### Entries from a pointing dataset
▼

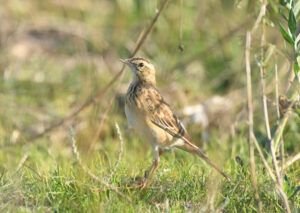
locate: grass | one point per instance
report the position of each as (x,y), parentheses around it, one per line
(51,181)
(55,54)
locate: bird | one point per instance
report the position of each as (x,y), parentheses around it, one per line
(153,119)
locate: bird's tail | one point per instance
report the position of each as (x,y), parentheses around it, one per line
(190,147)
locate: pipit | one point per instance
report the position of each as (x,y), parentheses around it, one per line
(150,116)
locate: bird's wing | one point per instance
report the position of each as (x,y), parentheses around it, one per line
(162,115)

▲

### TASK DESCRIPTION
Retype the entire listing above character for character, leaving out the pictures.

### THE ANSWER
locate: grass | one point per instance
report the position of each as (x,y), parentheses around it, one per line
(51,181)
(55,54)
locate: bird | one point per instance
report the position of each as (x,y), parentheses around it, one per line
(153,119)
locate: bird's tail | one point per instance
report the position of each as (x,y), parentheses around it, one per line
(190,147)
locate: pipit | one point per instance
report the position of each as (x,y), parentheses around it, one per line
(150,116)
locate: bird's wing | one point per instance
report the position of each as (x,y), parentheses around it, one per line
(162,115)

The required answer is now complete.